• What to do: Repeat the records exactly. Every line must match.

[Dataset entries]
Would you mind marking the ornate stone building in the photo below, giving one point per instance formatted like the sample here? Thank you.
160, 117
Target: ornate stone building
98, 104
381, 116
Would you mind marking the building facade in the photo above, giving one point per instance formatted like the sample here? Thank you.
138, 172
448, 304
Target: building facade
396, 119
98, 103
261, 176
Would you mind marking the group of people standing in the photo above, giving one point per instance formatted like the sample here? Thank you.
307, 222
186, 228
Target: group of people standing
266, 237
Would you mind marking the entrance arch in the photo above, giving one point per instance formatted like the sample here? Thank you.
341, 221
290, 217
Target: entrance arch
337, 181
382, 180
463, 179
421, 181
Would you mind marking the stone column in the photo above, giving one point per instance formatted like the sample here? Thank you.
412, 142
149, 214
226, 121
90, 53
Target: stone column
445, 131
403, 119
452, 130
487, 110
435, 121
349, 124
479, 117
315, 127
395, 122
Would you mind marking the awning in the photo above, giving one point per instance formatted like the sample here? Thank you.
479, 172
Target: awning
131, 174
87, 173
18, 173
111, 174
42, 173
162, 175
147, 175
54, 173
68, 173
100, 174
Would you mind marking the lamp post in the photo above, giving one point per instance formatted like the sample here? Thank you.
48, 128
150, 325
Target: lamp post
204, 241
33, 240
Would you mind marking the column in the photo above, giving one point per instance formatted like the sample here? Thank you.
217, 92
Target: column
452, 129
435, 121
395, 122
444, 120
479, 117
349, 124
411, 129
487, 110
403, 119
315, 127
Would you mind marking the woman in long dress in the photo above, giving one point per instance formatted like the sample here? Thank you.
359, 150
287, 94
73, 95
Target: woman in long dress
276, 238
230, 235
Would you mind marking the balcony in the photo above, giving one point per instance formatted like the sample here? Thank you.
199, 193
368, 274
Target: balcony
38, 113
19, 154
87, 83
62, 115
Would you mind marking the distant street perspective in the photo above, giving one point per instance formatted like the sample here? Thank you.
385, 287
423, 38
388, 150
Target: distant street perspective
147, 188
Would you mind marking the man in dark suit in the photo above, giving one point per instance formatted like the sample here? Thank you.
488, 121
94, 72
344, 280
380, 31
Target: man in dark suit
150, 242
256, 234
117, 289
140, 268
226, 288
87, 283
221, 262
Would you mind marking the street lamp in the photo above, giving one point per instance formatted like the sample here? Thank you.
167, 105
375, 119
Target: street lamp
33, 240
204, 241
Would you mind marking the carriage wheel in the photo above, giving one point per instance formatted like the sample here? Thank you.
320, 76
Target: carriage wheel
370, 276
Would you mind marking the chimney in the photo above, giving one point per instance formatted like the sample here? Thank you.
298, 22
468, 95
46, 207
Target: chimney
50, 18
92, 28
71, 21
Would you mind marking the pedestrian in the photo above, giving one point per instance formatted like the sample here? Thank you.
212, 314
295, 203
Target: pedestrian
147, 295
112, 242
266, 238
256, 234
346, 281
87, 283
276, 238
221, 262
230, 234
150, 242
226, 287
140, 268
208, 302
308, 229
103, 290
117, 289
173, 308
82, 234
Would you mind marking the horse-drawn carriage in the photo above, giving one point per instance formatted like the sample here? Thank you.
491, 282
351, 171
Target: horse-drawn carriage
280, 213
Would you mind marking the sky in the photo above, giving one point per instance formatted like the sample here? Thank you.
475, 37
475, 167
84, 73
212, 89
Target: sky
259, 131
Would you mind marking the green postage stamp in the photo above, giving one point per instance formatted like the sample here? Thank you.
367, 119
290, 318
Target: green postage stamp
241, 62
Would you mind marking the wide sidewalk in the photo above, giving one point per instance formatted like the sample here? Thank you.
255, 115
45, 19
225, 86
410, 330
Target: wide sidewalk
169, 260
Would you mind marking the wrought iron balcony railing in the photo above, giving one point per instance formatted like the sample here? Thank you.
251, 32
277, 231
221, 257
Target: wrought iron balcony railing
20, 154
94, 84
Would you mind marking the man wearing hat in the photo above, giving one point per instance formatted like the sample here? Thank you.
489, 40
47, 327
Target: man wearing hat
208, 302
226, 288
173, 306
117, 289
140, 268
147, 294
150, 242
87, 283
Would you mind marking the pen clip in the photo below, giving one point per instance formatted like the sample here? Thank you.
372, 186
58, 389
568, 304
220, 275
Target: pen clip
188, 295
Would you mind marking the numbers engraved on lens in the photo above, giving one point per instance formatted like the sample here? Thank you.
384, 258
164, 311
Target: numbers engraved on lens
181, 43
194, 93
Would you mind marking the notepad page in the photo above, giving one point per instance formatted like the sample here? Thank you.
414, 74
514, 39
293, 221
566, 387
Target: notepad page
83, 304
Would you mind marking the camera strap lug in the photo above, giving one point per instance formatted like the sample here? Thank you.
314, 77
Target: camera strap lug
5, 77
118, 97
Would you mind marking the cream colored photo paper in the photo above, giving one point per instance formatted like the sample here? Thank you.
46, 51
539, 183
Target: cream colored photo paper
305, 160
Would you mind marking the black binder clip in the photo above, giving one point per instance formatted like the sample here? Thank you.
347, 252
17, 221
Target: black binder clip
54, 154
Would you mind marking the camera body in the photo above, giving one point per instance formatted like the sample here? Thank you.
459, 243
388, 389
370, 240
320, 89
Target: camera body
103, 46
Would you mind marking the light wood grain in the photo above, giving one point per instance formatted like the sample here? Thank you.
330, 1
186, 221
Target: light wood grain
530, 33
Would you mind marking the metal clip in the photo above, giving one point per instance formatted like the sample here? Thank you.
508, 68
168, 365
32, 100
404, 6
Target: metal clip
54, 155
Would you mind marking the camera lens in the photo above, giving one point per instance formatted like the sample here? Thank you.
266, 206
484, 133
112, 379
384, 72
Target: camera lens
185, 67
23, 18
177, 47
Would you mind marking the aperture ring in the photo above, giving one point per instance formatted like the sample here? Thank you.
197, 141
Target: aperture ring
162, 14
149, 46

• Task result:
Would you mind marking the ornate stone building in the photo below, giving one point per instance formatted like the sample here? Thank you.
160, 117
Target: ornate stone building
98, 104
381, 116
Would you mind marking the building facade in the photo above, giving one point per instance formatted like the sample here? Thank you.
138, 172
448, 304
Target: building facade
396, 119
98, 103
261, 176
Would you mind marking the group of people standing in the photo above, giving one point per instance formatted like the sample here? Thank you.
307, 222
186, 228
Target: group of people standing
266, 237
Would you mind marking the entrance arch in the photo above, giving one point per instance formatted like the sample here? Thank you.
341, 221
290, 217
Target: entrance arch
337, 181
382, 180
463, 179
421, 181
Would you mind marking the stone column in the photo above, giving one point per instance formatted like the sample here? Thank you.
412, 142
149, 214
226, 121
90, 53
Target: stone column
445, 131
403, 119
452, 130
487, 110
435, 121
349, 124
479, 117
315, 127
395, 122
Would you mind marking the awning in the photo above, giving one point per instance formatted like the sample here? Thank you.
479, 172
Target: awning
131, 174
87, 173
18, 173
111, 174
42, 173
162, 175
147, 175
54, 173
68, 173
100, 174
Would you mind marking the lamp post in the photo above, giving one point per instance formatted like the sample here? Thank you.
48, 128
150, 325
Target: lamp post
204, 241
33, 240
Would you mind marking the column in the photo above, giving one point per instance formatted like the sample here? Thank you.
217, 92
Target: column
452, 129
435, 121
395, 122
444, 120
479, 117
349, 124
411, 129
487, 110
403, 119
315, 127
Would you mind marking the woman in long dress in the photo above, giving one point per instance formatted like the sample here? Thank you.
359, 150
287, 94
73, 95
Target: woman in long dress
276, 238
230, 235
Would you mind marking the balcony in the photo above, giving one point per instance formatted like the sample here? Thank you.
199, 193
368, 274
Target: balcony
38, 113
19, 154
87, 83
62, 115
Would you mind marking the distant street perspective in the photo above, giving one point per instance formatted like the sample here? Thank you.
385, 287
423, 38
388, 150
Target: distant street perspective
147, 188
Would you mind marking the man in dark suit in the photo above, giving one point per instance formatted like the sample here? Thank you.
488, 121
94, 72
344, 280
380, 31
Target: man in dark suit
150, 242
256, 234
117, 289
140, 268
226, 288
87, 283
221, 262
Would you mind marking the street lamp in the photo above, giving one point per instance formatted like the sample here? Thank you.
167, 105
375, 119
Target: street lamp
33, 240
204, 241
Would you mind marking the carriage wheel in the photo above, giving one point per instance formatted like the sample here? Thank you.
320, 76
Target: carriage wheel
370, 276
Would you mind marking the chimney in the photo above, giving one point per instance formatted like the sample here? Thank you.
298, 22
468, 95
46, 207
Target: chimney
50, 18
92, 28
71, 21
Would you mind marking the pedestrian in the photo above, giving one point per instance formatted like the sample here? Thank you.
212, 314
295, 203
Target: pedestrian
147, 295
112, 242
266, 238
256, 234
346, 281
87, 283
276, 238
221, 262
230, 234
150, 242
226, 287
140, 268
208, 302
308, 229
103, 290
117, 289
173, 308
82, 234
Would you mind marking the horse-drawn carriage in the photo above, giving one point per instance formatted like the sample here? Thank you.
491, 282
351, 171
Target: horse-drawn carriage
280, 213
Would you mind marking the sky in the photo above, giving one point per instance formatted like the sample here? Thank you.
475, 37
475, 167
84, 73
212, 89
Target: sky
259, 131
Would you mind marking the green postage stamp in the photo above, giving one point per instance formatted like the sample here? Thank you.
367, 119
290, 318
Target: green postage stamp
241, 62
Would you mind marking the wide sidewalk in the photo above, giving one point per instance formatted like the sample here? Thank you.
255, 115
45, 19
225, 86
410, 330
Target: wide sidewalk
169, 260
Would you mind marking the wrought iron balcony railing in the photo above, giving one point per instance formatted like the sample here? Thank you.
251, 32
277, 231
221, 257
Target: wrought iron balcony railing
20, 154
94, 84
Would you mind marking the man wearing hat in the photo above, giving one point per instance formatted like the sample here? Thank you.
489, 40
47, 327
Target: man wearing hat
208, 302
226, 288
173, 306
117, 289
140, 268
147, 294
150, 242
87, 283
Would you mind marking the pen clip in the photo below, giving one point per instance formatted like the sample here? Thank you.
372, 186
58, 389
568, 304
220, 275
Target: pen clip
188, 295
Would you mind marking the numbers engraved on lens in the photo above, giving one point per instance formatted like the sample here? Thank you.
384, 258
164, 311
Target: numbers engraved on lens
181, 43
194, 93
Would you mind marking the notepad page in the photo above, giving one point per instance formatted like the sample here? Thank you.
414, 74
514, 39
293, 221
566, 387
Target: notepad page
83, 304
Would you mind marking the camera strap lug in the photo above, giving one point per instance formatted like the sample here? Thank you.
314, 77
Target: camera strap lug
5, 77
118, 97
Would you mind marking the cream colored photo paper in the photo above, giving one point per instance formatted like the sample here? Thank you.
46, 51
539, 183
Target: cream colored photo paper
305, 160
Would you mind marking the black binder clip in the photo above, giving one point per instance formatted like the sample here? Thank you.
347, 252
17, 221
Target: black binder clip
54, 154
Would you mind marking the camera body in the photo above, giving one point per instance formatted like the sample here? Thank you.
459, 243
388, 389
370, 240
320, 89
Target: camera body
103, 46
Would you mind marking the light wood grain in the photo above, giving one point per instance formatted like the sample here? Thank you.
330, 1
186, 221
Target: light wood grain
530, 33
Would you mind marking the metal clip in the photo above, giving one point per instance formatted like the sample here? Thank you.
508, 68
168, 365
32, 100
404, 6
Target: metal clip
54, 155
Would you mind marking the camera lens in the photo above, giving one point per instance formatted like the sample here? Thank you.
266, 206
484, 133
112, 379
384, 72
Target: camera lens
185, 67
23, 18
177, 47
Would you mind marking the aperture ring in the photo above, giving one point per instance formatted like the sample here? Thank you.
197, 141
Target: aperture ring
162, 14
149, 46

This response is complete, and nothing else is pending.